- Texto de apoio:
= = = = =
Milhares de argentinos protestam contra “fascismo e racismo” de Milei

Milhares de argentinos protestaram neste sábado (1º/2) por todo o país por meio do denominado “Orgulho Antifascista e Antirracista” cuja principal manifestação foi uma passeata em Buenos Aires, entre o Congresso e a Praça de Maio, sede do governo. A manifestação teve réplicas nas principais cidades do mundo, incluindo Rio de Janeiro, São Paulo e Paris.

O cenário do Congresso se relaciona com o “projeto de igualdade perante a lei”, uma cruzada de Milei contra questões de identidade de género e contra a diversidade sexual. O projeto prevê retirar do código penal argentino o “feminicídio” como agravante penal, o documento de identidade não-binário e a cota para pessoas transsexuais em dependências do Estado.
= = = = =
- Material fornecido:
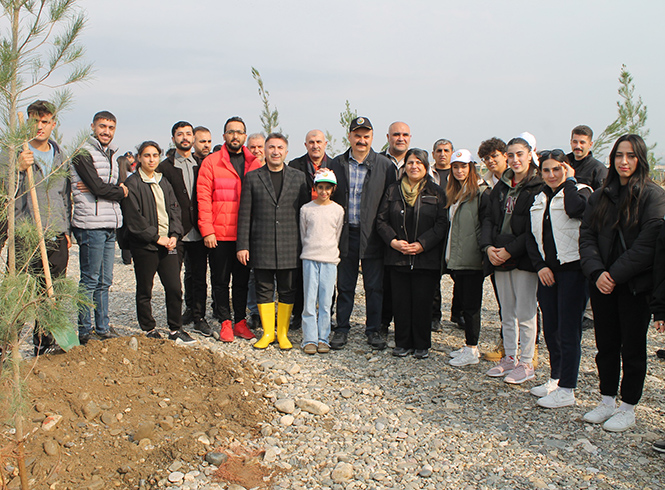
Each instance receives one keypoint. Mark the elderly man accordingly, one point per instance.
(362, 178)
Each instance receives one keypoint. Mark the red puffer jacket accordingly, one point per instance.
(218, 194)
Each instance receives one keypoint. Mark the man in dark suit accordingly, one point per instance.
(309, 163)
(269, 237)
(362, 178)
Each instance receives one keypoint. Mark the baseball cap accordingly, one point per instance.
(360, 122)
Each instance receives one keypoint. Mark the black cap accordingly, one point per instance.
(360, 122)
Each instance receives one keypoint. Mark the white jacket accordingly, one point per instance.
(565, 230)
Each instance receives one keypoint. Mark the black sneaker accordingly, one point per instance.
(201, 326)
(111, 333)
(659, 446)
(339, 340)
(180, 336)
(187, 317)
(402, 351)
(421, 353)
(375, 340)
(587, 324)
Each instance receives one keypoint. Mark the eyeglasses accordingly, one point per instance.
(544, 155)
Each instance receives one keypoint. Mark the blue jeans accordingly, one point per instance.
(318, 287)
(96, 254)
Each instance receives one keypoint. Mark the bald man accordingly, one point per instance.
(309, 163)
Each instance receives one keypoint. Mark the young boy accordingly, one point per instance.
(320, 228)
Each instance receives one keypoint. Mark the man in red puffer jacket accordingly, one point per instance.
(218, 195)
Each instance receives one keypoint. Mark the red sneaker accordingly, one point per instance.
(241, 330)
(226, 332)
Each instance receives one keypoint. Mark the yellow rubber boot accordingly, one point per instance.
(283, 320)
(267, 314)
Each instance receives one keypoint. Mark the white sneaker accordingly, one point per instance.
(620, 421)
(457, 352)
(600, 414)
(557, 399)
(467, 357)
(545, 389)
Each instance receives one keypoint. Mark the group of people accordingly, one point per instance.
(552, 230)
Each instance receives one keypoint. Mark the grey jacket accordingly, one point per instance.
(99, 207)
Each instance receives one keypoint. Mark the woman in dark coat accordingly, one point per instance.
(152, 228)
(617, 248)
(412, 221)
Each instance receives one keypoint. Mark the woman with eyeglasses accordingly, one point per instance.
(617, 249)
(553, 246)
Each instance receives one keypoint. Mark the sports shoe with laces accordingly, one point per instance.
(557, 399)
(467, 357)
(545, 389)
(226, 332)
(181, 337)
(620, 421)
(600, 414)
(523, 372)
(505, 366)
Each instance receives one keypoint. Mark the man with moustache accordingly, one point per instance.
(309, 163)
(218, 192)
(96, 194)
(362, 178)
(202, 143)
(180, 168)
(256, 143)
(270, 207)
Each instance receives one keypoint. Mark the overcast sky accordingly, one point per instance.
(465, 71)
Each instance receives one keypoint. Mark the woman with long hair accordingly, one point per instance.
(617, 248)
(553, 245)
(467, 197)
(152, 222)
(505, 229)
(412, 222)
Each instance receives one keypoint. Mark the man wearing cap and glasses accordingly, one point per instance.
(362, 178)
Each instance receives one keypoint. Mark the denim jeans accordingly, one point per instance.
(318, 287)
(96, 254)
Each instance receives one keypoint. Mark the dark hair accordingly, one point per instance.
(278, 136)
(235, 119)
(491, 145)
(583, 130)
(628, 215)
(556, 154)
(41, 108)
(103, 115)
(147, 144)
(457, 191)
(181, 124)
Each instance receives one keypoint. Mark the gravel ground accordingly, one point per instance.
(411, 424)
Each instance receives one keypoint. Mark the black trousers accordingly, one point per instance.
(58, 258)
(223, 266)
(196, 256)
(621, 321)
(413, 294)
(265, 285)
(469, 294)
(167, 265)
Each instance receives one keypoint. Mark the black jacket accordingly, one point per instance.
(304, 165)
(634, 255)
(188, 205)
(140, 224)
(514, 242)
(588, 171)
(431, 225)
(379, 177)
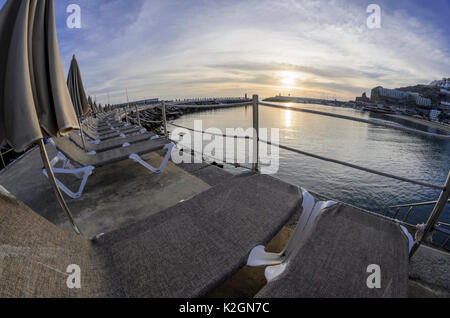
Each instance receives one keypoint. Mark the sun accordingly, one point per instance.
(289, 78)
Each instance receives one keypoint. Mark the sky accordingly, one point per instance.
= = = = =
- Instruções:
[a] Segundo o texto sobre os protestos na Argentina, entre quais dois pontos de Buenos Aires se deu a passeata principal?
[b] Reescreva em forma de lista o parágrafo do texto sobre os protestos na Argentina que começa com "O cenário do Congresso", mantendo seus fatos principais.

- Respostas:
[a] Entre o Congresso e a Praça de Maio, sede do governo.

[b]
- A escolha do Congresso como cenário se relaciona com o "projeto de igualdade perante a lei".
- O projeto é uma cruzada de Milei contra questões de identidade de gênero e contra a diversidade sexual.
- O projeto prevê retirar:
  - o "feminicídio" como agravante penal do código penal argentino;
  - o documento de identidade não-binário;
  - a cota para pessoas transsexuais em dependências do Estado.